> [EXERCISE DESCRIPTION]: Starting with the line that contains "Could you please tag every instance of the floral", reproduce each line through the end of the entries exactly as written.

> [SOURCE INFORMATION]:
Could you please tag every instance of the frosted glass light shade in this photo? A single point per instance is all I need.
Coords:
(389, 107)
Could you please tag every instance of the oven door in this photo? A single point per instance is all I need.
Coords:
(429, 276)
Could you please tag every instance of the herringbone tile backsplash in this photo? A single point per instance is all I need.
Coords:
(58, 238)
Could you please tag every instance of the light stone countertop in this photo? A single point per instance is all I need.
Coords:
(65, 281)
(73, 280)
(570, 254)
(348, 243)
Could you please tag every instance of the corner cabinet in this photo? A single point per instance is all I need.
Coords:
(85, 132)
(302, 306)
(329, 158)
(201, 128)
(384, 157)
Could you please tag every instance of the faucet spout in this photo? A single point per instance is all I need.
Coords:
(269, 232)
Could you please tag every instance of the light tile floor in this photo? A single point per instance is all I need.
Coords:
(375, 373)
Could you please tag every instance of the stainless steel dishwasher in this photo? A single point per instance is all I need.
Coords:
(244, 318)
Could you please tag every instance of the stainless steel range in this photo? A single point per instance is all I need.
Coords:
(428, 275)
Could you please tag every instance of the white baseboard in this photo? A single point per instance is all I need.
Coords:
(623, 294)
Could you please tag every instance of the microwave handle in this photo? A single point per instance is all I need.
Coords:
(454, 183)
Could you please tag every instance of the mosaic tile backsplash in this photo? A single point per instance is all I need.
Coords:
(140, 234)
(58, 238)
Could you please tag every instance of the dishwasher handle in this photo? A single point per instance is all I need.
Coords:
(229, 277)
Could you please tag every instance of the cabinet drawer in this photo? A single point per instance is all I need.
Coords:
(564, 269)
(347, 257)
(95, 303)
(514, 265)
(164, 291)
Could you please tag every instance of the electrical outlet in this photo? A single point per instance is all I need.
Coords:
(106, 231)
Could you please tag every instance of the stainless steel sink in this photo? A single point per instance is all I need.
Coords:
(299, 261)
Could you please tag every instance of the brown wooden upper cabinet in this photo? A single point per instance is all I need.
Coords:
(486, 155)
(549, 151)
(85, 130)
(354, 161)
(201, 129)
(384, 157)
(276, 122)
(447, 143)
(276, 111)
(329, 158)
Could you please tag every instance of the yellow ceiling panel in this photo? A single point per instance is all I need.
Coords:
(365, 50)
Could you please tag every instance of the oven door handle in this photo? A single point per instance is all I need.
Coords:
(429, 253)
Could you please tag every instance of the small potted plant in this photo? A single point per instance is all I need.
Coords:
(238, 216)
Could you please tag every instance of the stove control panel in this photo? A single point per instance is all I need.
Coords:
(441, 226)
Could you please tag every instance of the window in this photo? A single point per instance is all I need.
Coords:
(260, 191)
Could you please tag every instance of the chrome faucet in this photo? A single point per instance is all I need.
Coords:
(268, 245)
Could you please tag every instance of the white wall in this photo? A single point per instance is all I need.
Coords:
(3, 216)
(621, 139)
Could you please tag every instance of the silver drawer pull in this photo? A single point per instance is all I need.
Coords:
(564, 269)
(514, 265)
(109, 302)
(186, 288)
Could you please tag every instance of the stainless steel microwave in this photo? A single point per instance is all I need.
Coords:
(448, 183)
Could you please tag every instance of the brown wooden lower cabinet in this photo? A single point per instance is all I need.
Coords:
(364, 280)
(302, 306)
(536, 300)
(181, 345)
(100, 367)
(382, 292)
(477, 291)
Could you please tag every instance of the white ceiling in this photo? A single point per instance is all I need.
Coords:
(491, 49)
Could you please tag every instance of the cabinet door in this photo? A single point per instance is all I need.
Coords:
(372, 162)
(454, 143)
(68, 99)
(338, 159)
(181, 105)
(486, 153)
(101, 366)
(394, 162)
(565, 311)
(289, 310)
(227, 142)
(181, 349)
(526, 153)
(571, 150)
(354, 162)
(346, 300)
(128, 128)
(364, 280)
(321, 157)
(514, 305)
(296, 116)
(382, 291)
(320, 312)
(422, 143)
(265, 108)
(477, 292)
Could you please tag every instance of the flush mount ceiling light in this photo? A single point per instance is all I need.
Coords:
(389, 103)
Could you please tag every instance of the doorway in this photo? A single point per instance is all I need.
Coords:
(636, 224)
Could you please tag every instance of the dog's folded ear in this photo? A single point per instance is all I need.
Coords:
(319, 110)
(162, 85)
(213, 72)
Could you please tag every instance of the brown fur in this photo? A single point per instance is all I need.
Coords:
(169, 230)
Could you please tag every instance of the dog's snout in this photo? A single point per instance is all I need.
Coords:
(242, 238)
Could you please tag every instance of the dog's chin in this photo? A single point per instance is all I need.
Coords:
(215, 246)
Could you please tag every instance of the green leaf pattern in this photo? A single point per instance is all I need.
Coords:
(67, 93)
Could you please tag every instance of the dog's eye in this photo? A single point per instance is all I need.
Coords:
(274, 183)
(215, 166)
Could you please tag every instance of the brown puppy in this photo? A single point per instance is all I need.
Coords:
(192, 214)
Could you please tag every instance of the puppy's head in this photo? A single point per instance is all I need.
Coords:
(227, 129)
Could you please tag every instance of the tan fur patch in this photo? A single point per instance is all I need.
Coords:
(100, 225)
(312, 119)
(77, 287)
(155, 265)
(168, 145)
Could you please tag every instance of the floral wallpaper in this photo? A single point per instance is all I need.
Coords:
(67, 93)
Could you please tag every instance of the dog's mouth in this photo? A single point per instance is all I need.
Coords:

> [EXPECTED ANSWER]:
Could you please tag every instance of the floral wallpaper in this photo? A single point per instance is all I need.
Coords:
(67, 93)
Could you please tag every instance of the dog's mouth in this photo? A single point per instance is all I need.
Coords:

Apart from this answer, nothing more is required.